══ Raw records ══

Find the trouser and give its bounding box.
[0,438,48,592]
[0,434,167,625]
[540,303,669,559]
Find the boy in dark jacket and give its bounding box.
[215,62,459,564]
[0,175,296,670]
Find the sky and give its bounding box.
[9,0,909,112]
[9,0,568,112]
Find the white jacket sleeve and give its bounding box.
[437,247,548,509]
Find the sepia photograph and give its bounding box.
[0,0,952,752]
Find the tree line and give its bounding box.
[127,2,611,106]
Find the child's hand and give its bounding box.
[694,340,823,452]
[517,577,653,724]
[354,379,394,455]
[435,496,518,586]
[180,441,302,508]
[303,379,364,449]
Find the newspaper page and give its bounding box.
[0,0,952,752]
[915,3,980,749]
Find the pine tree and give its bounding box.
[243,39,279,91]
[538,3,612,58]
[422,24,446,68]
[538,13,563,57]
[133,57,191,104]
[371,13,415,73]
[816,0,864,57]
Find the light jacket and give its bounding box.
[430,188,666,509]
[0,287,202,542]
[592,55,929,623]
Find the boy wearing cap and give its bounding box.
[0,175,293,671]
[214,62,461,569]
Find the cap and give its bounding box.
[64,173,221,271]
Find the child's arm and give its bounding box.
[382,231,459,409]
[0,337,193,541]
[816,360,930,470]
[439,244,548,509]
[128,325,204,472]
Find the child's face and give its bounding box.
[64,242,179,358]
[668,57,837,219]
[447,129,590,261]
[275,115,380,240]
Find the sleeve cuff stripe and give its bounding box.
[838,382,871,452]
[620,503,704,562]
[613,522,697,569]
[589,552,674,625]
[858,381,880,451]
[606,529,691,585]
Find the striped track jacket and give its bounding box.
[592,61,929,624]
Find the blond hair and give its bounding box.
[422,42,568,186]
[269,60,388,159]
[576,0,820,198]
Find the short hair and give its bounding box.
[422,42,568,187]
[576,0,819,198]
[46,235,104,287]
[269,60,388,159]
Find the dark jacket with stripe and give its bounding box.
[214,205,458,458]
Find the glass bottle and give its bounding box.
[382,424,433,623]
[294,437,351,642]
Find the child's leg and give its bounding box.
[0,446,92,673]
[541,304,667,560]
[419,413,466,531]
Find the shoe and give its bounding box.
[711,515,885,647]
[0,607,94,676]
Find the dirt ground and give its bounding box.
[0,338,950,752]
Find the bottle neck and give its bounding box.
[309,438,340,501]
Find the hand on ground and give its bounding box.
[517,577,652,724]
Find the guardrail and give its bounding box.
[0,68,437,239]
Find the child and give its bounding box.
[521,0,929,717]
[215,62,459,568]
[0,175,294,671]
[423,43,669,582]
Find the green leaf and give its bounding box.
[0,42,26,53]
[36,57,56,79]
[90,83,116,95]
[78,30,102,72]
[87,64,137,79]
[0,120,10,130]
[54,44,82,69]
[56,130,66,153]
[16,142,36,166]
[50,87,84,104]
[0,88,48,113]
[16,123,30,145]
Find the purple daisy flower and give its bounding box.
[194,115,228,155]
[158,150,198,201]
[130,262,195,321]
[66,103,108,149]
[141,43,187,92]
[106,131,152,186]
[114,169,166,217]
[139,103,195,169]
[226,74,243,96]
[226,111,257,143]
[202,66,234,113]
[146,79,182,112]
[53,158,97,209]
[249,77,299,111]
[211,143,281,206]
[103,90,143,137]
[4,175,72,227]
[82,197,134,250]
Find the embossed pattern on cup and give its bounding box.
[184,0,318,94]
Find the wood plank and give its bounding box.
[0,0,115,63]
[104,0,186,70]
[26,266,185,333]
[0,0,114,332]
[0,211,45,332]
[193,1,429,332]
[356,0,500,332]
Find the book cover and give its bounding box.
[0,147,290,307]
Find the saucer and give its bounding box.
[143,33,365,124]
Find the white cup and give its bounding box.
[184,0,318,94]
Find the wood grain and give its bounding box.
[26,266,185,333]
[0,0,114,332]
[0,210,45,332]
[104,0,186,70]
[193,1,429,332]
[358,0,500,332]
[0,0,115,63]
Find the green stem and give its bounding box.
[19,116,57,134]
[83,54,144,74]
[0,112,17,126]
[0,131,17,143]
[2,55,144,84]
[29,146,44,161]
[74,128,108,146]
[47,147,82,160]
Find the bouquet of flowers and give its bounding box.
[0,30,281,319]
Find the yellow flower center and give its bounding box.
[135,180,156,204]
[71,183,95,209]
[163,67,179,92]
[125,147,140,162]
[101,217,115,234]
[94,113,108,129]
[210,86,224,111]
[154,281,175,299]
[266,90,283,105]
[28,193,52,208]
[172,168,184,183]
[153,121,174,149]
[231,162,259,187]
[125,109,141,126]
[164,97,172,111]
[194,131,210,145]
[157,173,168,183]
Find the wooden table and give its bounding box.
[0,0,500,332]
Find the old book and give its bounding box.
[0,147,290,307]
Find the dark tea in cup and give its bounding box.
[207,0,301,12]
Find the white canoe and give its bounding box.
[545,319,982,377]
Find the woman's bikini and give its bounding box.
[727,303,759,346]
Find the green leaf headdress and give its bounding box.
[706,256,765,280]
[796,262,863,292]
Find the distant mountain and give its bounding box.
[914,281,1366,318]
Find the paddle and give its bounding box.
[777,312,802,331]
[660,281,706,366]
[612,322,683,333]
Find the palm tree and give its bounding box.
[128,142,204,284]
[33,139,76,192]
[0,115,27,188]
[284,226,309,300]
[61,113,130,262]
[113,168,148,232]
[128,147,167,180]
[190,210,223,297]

═══

Prompt: Render every line of the records above as a Markdown table with the columns "Row" and "Line", numbering the rows in order and omitting blank lines.

Final result:
| Row | Line |
|---|---|
| 1 | Find the trouser and give its bounding box. |
| 2 | [0,438,48,592] |
| 3 | [0,434,167,625] |
| 4 | [540,303,669,559] |
| 5 | Find the boy in dark jacket and give its bounding box. |
| 6 | [215,62,459,564] |
| 7 | [0,175,296,670] |
| 8 | Find the sky and give its bounding box. |
| 9 | [9,0,909,112] |
| 10 | [9,0,568,112] |
| 11 | Find the white jacket sleeve and give its bounding box. |
| 12 | [437,247,548,509] |
| 13 | Find the sepia photograph and give its bounding box. |
| 14 | [0,0,952,752] |
| 15 | Find the tree line and give its bounding box. |
| 16 | [127,2,611,106] |
| 17 | Find the child's hand and give its bounding box. |
| 18 | [694,340,823,452] |
| 19 | [517,577,653,724] |
| 20 | [354,379,394,455] |
| 21 | [435,496,518,586] |
| 22 | [180,441,302,508] |
| 23 | [303,379,364,449] |
| 24 | Find the newspaper page and give its bounding box. |
| 25 | [0,0,952,752] |
| 26 | [915,3,980,749] |
| 27 | Find the pine tree and give its bounding box. |
| 28 | [243,39,279,91] |
| 29 | [538,3,612,58] |
| 30 | [422,24,446,68] |
| 31 | [538,13,563,57] |
| 32 | [133,57,191,104] |
| 33 | [371,13,415,73] |
| 34 | [816,0,864,57] |
| 35 | Find the light jacket and give its bounding box. |
| 36 | [430,188,666,509] |
| 37 | [0,287,202,542] |
| 38 | [592,55,929,623] |
| 39 | Find the boy wearing cap and give its bounding box. |
| 40 | [0,175,293,671] |
| 41 | [214,62,461,569] |
| 42 | Find the cap and give its bounding box. |
| 43 | [64,173,221,271] |
| 44 | Find the child's arm and give its bounding box. |
| 45 | [382,231,459,409] |
| 46 | [0,337,193,541] |
| 47 | [816,360,930,470] |
| 48 | [439,244,548,509] |
| 49 | [128,325,204,472] |
| 50 | Find the child's face and give its bounding box. |
| 51 | [64,242,179,358] |
| 52 | [668,57,837,219] |
| 53 | [447,129,590,261] |
| 54 | [275,115,380,240] |
| 55 | Find the sleeve cuff stripe and give its bounding box. |
| 56 | [838,382,871,452] |
| 57 | [620,503,704,562] |
| 58 | [613,522,697,569] |
| 59 | [589,552,674,625] |
| 60 | [858,381,880,451] |
| 61 | [606,529,691,585] |
| 62 | Find the striped track jacket and give its bounding box. |
| 63 | [592,61,929,624] |
| 64 | Find the blond hair and give its bounding box. |
| 65 | [422,42,568,186] |
| 66 | [269,60,388,159] |
| 67 | [576,0,820,198] |
| 68 | Find the short hair and give its bounding box. |
| 69 | [422,42,568,187] |
| 70 | [576,0,819,198] |
| 71 | [46,235,104,287] |
| 72 | [269,60,388,159] |
| 73 | Find the dark jacket with stripe and give its bounding box. |
| 74 | [214,205,458,458] |
| 75 | Find the glass bottle and give its bounding box. |
| 76 | [382,424,433,623] |
| 77 | [294,437,351,642] |
| 78 | Find the child's leg and give its bounding box. |
| 79 | [0,446,92,673] |
| 80 | [541,304,667,560] |
| 81 | [419,413,466,531] |
| 82 | Find the shoe and give its bounding box. |
| 83 | [711,515,885,647] |
| 84 | [0,607,94,676] |
| 85 | Find the dirt ground and give its bounding box. |
| 86 | [0,338,950,752] |
| 87 | Find the bottle neck and give its bounding box. |
| 88 | [309,438,340,501] |
| 89 | Find the hand on ground and give its bounding box. |
| 90 | [517,577,652,724] |
| 91 | Find the guardrail and give its bounding box. |
| 92 | [0,68,437,239] |
| 93 | Find the child and give its bounding box. |
| 94 | [521,0,929,717] |
| 95 | [215,62,459,568] |
| 96 | [0,175,294,671] |
| 97 | [423,43,669,582] |
| 98 | Find the green leaf and give its bounding box. |
| 99 | [0,42,26,53] |
| 100 | [36,57,56,79] |
| 101 | [90,83,116,95] |
| 102 | [78,30,102,72] |
| 103 | [87,64,137,79] |
| 104 | [0,120,10,130] |
| 105 | [54,44,82,69] |
| 106 | [56,130,66,153] |
| 107 | [16,142,36,166] |
| 108 | [50,87,84,104] |
| 109 | [0,88,48,113] |
| 110 | [16,123,30,145] |
| 111 | Find the purple daisy flower and give its bounding box. |
| 112 | [194,115,228,155] |
| 113 | [158,150,198,201] |
| 114 | [130,262,195,321] |
| 115 | [66,103,108,149] |
| 116 | [141,43,187,92] |
| 117 | [106,131,152,186] |
| 118 | [114,169,166,217] |
| 119 | [139,103,195,169] |
| 120 | [226,74,243,96] |
| 121 | [226,111,257,143] |
| 122 | [202,66,234,113] |
| 123 | [146,79,182,112] |
| 124 | [53,158,97,209] |
| 125 | [249,77,299,111] |
| 126 | [211,143,281,206] |
| 127 | [103,90,143,137] |
| 128 | [4,175,72,227] |
| 129 | [82,197,134,250] |
| 130 | Find the embossed pattern on cup and give its bounding box. |
| 131 | [184,0,318,94] |
| 132 | Find the wood plank and give its bounding box. |
| 133 | [0,0,115,63] |
| 134 | [104,0,186,70] |
| 135 | [26,266,185,333] |
| 136 | [0,0,114,332] |
| 137 | [0,211,45,332] |
| 138 | [193,1,429,332] |
| 139 | [356,0,500,332] |
| 140 | Find the book cover and give its bounding box. |
| 141 | [0,147,290,307] |
| 142 | Find the saucer and give its bounding box. |
| 143 | [143,33,365,124] |
| 144 | Find the white cup and give its bounding box. |
| 145 | [184,0,318,94] |
| 146 | Find the wood grain and give its bounding box. |
| 147 | [26,266,185,333] |
| 148 | [0,0,114,332] |
| 149 | [0,210,45,332] |
| 150 | [104,0,186,70] |
| 151 | [193,1,429,332] |
| 152 | [358,0,500,332] |
| 153 | [0,0,115,63] |
| 154 | Find the green stem and give its bounding box. |
| 155 | [19,116,57,134] |
| 156 | [83,54,144,74] |
| 157 | [0,112,17,126] |
| 158 | [0,131,17,143] |
| 159 | [2,55,144,84] |
| 160 | [29,146,44,161] |
| 161 | [74,128,108,146] |
| 162 | [47,147,82,160] |
| 163 | Find the bouquet of flowers and give its bounding box. |
| 164 | [0,30,281,319] |
| 165 | Find the yellow flower center and give its bounding box. |
| 166 | [135,180,156,204] |
| 167 | [71,183,95,209] |
| 168 | [163,67,179,92] |
| 169 | [125,147,140,162] |
| 170 | [101,217,115,234] |
| 171 | [94,113,108,129] |
| 172 | [210,86,224,111] |
| 173 | [154,281,175,299] |
| 174 | [266,90,283,105] |
| 175 | [28,193,52,208] |
| 176 | [172,168,184,183] |
| 177 | [153,121,174,149] |
| 178 | [231,162,259,187] |
| 179 | [125,109,141,126] |
| 180 | [164,97,172,111] |
| 181 | [194,131,210,145] |
| 182 | [157,173,168,183] |
| 183 | Find the wooden table and give its bounding box. |
| 184 | [0,0,500,332] |
| 185 | Find the old book and give its bounding box. |
| 186 | [0,147,290,307] |
| 187 | Find the dark tea in cup and give its bounding box. |
| 188 | [207,0,301,12] |
| 189 | Find the white canoe and give its bounding box. |
| 190 | [545,319,982,377] |
| 191 | Find the woman's bikini and give its bounding box. |
| 192 | [727,303,759,346] |
| 193 | Find the green leaf headdress and give its bounding box. |
| 194 | [706,256,765,280] |
| 195 | [796,262,863,292] |
| 196 | Find the distant mountain and give its bounding box. |
| 197 | [914,281,1366,318] |
| 198 | Find the paddle and give its bounding box. |
| 199 | [777,312,802,331] |
| 200 | [660,281,706,366] |
| 201 | [612,322,683,333] |
| 202 | Find the palm tree and give its bounding box. |
| 203 | [128,142,204,284] |
| 204 | [33,139,76,192] |
| 205 | [0,115,27,188] |
| 206 | [284,226,309,300] |
| 207 | [61,113,130,262] |
| 208 | [113,168,148,232] |
| 209 | [128,147,167,180] |
| 210 | [190,210,223,297] |